— Start of EXCERPT —
Electrolytic Tester

Thread Starter


Joined Aug 21, 2010
I am looking at this Electrolytic Tester circuit I found on the net and can not get it to simulate in Circuit Wizard.

Can someone look at it and tell me should it work as is, or what I am doing
Here is the one I am trying to get to work in Circuit Wizard.

Here is the original schematic .

Thanks for any help.


Joined Mar 6, 2009
You haven't wired in anything for RA0. Was RA0 specified? Plus you've mixed up your schematic around R4, D1 & D2 in relation to the original.


Joined Jul 17, 2007
I don't know how valid that leakage tester is; seems that they're only using low voltage, and I don't know if they're taking voltage rating and capacitance into account. They have to be factored in to decide if the leakage rate is acceptable.

Before using electrolytics that have been sitting around for awhile, it's a good idea to re-form them. Charge them up to their rated voltage using very low current (a few mA) over several hours.
The general formula for maximum permissible leakage current is:
Capacitance in uF * Working Voltage * 1.5 / 10,000
So, for a 1000uF cap, 16wv, max permissable leakage would be 2.4mA.

Have a look at this thread:
In my reply, I attached file "ReformerNo1.pdf" from back in 1957. Leakage tables are on the very last page. You'll find that the formula I posted above very closely agrees with the tables.


Joined Feb 11, 2008
RA0 and RA1 are the names of PIC microcontroller pins, the ones that have digital and also ADC functions.

The circuit probably uses a PIC to charge and discharge the cap and measure charge times.


Joined Jul 17, 2007
Hello The_RB,
Exactly right; that's what is on the pages I linked to. The source code for the PIC is also included.
— End of EXCERPT —
*WORK INSTRUCTIONS*.
a) In the electrolytic tester thread, what is the maximum permissible leakage given for a 1000uF capacitor rated at 16wv?
b) Carry the electrolytic tester thread forward from its final post.
— Start of DATA LISTING —
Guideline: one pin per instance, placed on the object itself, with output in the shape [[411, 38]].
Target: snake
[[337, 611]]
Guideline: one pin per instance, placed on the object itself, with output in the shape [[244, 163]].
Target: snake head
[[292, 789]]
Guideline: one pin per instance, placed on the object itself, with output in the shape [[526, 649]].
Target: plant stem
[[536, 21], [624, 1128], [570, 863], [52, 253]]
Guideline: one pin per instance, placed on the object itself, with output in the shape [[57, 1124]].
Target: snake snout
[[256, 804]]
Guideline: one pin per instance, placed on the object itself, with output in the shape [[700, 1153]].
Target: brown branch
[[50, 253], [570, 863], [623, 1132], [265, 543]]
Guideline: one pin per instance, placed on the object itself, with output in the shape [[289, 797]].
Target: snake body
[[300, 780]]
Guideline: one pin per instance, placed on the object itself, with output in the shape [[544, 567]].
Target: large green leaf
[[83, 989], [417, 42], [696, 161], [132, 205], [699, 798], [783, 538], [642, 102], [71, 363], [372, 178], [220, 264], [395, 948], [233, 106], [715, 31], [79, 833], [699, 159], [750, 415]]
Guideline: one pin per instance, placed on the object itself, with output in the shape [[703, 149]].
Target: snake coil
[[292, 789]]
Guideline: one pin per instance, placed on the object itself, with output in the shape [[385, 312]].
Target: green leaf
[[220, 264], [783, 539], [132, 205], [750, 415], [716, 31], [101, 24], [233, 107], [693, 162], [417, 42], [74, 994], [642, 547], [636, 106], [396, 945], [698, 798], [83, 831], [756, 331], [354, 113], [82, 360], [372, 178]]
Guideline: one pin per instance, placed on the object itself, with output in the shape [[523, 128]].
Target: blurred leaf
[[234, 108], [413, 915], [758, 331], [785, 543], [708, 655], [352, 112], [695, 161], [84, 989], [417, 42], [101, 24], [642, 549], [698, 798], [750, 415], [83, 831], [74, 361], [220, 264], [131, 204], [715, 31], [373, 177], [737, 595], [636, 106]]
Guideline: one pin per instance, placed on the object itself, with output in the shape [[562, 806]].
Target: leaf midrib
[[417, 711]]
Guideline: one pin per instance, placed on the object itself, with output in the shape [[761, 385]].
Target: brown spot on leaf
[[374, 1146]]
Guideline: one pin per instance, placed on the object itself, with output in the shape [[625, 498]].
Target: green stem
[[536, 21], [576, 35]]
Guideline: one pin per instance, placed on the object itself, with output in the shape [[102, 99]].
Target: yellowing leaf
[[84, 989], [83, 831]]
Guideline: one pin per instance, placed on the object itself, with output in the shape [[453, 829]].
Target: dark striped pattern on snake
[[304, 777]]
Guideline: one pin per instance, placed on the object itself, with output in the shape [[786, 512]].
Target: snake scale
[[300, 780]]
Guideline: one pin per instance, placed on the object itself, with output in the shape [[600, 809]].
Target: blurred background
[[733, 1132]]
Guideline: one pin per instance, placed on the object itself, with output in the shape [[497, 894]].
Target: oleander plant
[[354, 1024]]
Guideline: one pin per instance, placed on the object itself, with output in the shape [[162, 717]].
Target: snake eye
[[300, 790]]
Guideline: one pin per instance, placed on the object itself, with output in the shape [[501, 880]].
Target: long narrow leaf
— End of DATA LISTING —
*EXPECTED OUTPUTS*.
a) 2.4mA

b)
As I mentioned above, I have doubts about the validity of the results unless the PIC program can take into account not only the capacitance value of the DUT, but the voltage rating as well. I just don't have the time to build/program/verify the results.

Maybe you'd be interested in checking it out? :)


Joined Feb 11, 2008
I had a look on the Talking Electronics site you linked to in post #3. It talks about using the 2 LEDs as a "zener" voltage reference, and (in my understanding) the PIC can measure time very accurately and has ADC inputs that can measure the voltage quite accurately. So there is probably enough hardware there to measure capacitance quite well and even the capacitor ESR, although (like you said) "good" ESR will depend on the cap voltage rating so that must be interpeted by the user.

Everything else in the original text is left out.